>>>
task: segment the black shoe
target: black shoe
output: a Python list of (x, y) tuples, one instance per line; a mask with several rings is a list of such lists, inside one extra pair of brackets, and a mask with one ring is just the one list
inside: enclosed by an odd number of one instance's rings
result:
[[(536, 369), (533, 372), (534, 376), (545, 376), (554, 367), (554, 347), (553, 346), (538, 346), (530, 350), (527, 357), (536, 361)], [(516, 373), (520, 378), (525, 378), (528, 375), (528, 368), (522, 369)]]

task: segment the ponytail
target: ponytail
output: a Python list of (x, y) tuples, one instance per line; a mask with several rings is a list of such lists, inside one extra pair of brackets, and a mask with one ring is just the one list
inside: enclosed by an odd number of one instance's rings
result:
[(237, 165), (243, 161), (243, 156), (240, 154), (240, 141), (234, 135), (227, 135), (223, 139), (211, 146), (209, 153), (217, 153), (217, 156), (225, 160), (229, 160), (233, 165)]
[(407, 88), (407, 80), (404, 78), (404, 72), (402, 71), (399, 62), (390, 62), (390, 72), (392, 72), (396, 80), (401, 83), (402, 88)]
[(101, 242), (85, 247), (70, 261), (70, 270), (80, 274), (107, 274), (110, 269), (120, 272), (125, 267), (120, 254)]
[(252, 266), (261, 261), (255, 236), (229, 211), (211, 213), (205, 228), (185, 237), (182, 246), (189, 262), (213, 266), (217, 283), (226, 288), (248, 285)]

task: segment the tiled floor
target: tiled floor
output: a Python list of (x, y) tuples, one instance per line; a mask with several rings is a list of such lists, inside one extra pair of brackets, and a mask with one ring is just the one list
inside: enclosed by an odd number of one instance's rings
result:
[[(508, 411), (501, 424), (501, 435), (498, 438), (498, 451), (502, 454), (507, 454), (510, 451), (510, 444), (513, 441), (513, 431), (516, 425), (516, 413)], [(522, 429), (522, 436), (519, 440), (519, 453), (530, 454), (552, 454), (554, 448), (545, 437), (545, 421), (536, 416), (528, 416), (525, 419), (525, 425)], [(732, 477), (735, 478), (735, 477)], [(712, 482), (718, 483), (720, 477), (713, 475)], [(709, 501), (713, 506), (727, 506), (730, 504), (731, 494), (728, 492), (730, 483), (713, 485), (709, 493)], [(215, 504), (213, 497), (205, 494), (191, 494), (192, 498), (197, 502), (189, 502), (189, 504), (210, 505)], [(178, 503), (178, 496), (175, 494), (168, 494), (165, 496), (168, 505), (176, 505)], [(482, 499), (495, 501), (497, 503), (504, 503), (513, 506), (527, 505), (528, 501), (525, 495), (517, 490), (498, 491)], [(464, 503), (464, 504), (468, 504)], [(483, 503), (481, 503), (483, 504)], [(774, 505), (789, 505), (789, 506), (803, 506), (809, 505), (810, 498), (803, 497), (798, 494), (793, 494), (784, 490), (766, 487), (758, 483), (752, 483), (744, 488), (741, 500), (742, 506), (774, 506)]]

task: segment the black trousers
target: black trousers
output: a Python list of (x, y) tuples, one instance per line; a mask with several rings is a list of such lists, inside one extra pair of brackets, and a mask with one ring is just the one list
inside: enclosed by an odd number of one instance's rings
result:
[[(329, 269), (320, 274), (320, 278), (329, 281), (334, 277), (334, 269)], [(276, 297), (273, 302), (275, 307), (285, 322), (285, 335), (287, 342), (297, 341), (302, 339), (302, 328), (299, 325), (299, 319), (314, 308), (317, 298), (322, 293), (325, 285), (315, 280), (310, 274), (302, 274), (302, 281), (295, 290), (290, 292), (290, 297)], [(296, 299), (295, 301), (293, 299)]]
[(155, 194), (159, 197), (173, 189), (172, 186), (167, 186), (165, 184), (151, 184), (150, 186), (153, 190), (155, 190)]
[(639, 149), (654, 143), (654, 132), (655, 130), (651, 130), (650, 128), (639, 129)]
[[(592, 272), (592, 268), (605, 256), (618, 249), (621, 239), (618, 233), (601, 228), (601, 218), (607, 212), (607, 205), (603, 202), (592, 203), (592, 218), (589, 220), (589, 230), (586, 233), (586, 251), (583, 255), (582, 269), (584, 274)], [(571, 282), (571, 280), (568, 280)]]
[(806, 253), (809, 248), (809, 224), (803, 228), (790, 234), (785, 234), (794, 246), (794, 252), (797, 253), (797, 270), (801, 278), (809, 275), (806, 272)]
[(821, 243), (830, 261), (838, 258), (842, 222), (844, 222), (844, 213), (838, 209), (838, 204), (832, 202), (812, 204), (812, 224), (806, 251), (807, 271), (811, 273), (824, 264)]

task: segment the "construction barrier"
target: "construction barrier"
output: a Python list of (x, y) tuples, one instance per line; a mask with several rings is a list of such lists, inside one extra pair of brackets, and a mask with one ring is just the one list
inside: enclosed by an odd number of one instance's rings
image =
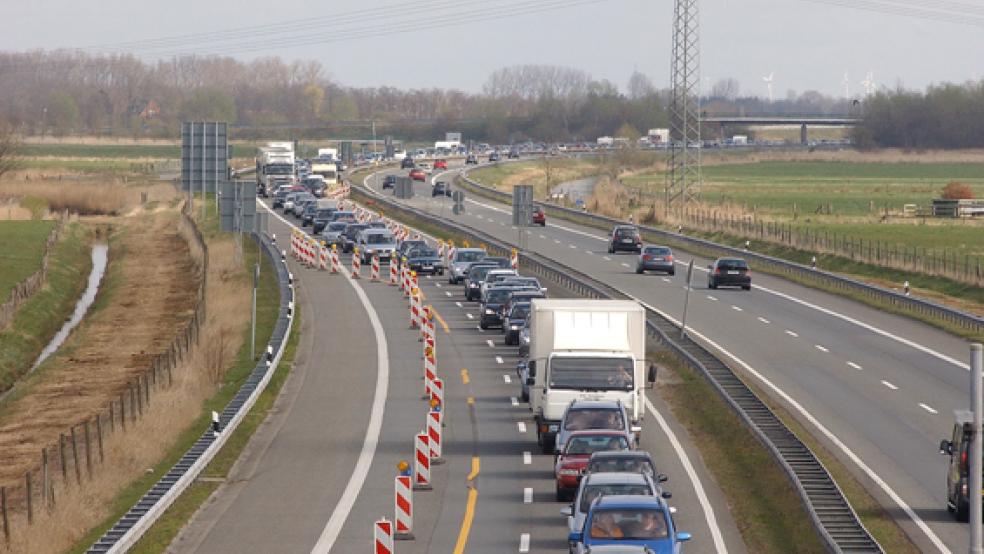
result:
[(512, 253), (509, 255), (509, 267), (519, 269), (519, 251), (515, 248), (512, 249)]
[(410, 289), (410, 328), (420, 327), (420, 291), (416, 288)]
[[(405, 258), (404, 258), (405, 260)], [(410, 290), (413, 287), (410, 286), (410, 266), (404, 262), (403, 264), (403, 296), (410, 296)]]
[[(454, 247), (454, 241), (452, 241), (450, 248), (448, 248), (448, 259), (444, 262), (444, 267), (446, 267), (448, 271), (451, 271), (451, 262), (454, 261), (454, 255), (457, 253), (458, 249)], [(451, 276), (453, 277), (454, 274), (452, 273)]]
[(396, 273), (396, 255), (390, 256), (390, 286), (394, 287), (400, 284), (400, 277)]
[(431, 490), (430, 439), (426, 432), (417, 433), (414, 441), (413, 488)]
[(385, 517), (376, 521), (372, 531), (373, 554), (393, 554), (393, 522)]
[(427, 444), (430, 446), (430, 457), (432, 463), (441, 463), (441, 418), (444, 412), (440, 406), (427, 412)]
[(396, 476), (396, 538), (413, 538), (413, 477)]
[(431, 400), (437, 402), (437, 407), (444, 411), (444, 379), (434, 377), (431, 381)]
[(359, 270), (362, 268), (362, 256), (359, 254), (359, 249), (352, 249), (352, 278), (358, 279), (360, 277)]
[(342, 270), (342, 264), (338, 263), (338, 245), (331, 245), (331, 272), (339, 273)]
[(434, 383), (434, 379), (437, 379), (437, 355), (433, 348), (424, 349), (424, 396), (423, 400), (430, 400), (434, 398), (434, 393), (431, 391)]
[(369, 280), (379, 281), (379, 254), (372, 255), (372, 265), (369, 266)]
[(444, 241), (443, 240), (437, 241), (437, 257), (438, 258), (441, 258), (441, 260), (444, 260)]
[(318, 248), (318, 269), (324, 271), (328, 269), (328, 249), (324, 246)]

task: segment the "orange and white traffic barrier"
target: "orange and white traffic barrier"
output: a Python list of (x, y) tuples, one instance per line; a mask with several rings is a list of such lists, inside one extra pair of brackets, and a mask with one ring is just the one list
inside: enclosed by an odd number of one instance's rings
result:
[(420, 290), (410, 289), (410, 328), (420, 328)]
[(396, 476), (396, 539), (413, 538), (413, 477)]
[(321, 271), (328, 269), (328, 248), (325, 246), (318, 248), (318, 269)]
[(427, 445), (430, 447), (430, 457), (431, 463), (439, 464), (441, 463), (441, 442), (442, 442), (442, 429), (441, 429), (441, 418), (444, 417), (444, 412), (441, 411), (440, 405), (435, 406), (427, 412)]
[(451, 243), (451, 248), (448, 248), (448, 259), (444, 262), (444, 267), (451, 271), (451, 262), (454, 261), (454, 255), (458, 253), (458, 249), (454, 247), (454, 243)]
[(443, 240), (437, 241), (437, 257), (438, 258), (441, 258), (441, 260), (444, 259), (444, 241)]
[(390, 286), (395, 287), (400, 284), (400, 277), (396, 273), (396, 255), (390, 256)]
[(359, 254), (359, 249), (352, 249), (352, 278), (358, 279), (360, 277), (359, 271), (362, 269), (362, 255)]
[(384, 517), (372, 527), (373, 554), (393, 554), (393, 522)]
[(437, 402), (437, 406), (444, 410), (444, 379), (434, 377), (431, 381), (431, 400)]
[(412, 289), (413, 283), (410, 281), (410, 266), (409, 264), (403, 264), (403, 296), (410, 296)]
[(515, 248), (512, 249), (512, 253), (509, 255), (509, 266), (513, 269), (519, 269), (519, 250)]
[(372, 265), (369, 266), (369, 280), (379, 281), (379, 254), (372, 255)]
[(433, 348), (424, 348), (424, 396), (423, 400), (434, 398), (432, 383), (437, 379), (437, 354)]
[(425, 431), (417, 433), (414, 441), (413, 488), (431, 490), (430, 437)]
[(338, 263), (338, 245), (331, 245), (331, 272), (339, 273), (342, 270), (342, 264)]

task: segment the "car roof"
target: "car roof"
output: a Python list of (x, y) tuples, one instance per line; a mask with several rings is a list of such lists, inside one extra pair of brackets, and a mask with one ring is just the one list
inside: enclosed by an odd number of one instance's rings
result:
<<<
* _TASK REQUIREMENTS_:
Lines from the top of the data above through the line with "target: ponytail", both ends included: copy them exactly, nothing more.

* _RESULT FOR THIS EXERCISE_:
task: segment the black shoe
target: black shoe
output: a Python list of (x, y) tuples, one instance per line; a mask with several rings is a list of such lists, inside one extra pair of brackets, and a mask with one ring is just the one list
inside: enclosed by an odd number of one instance's rings
result:
[[(536, 369), (533, 372), (534, 376), (545, 376), (554, 367), (554, 347), (553, 346), (538, 346), (530, 350), (527, 357), (536, 361)], [(516, 373), (520, 378), (525, 378), (528, 375), (528, 368), (522, 369)]]

task: segment the ponytail
target: ponytail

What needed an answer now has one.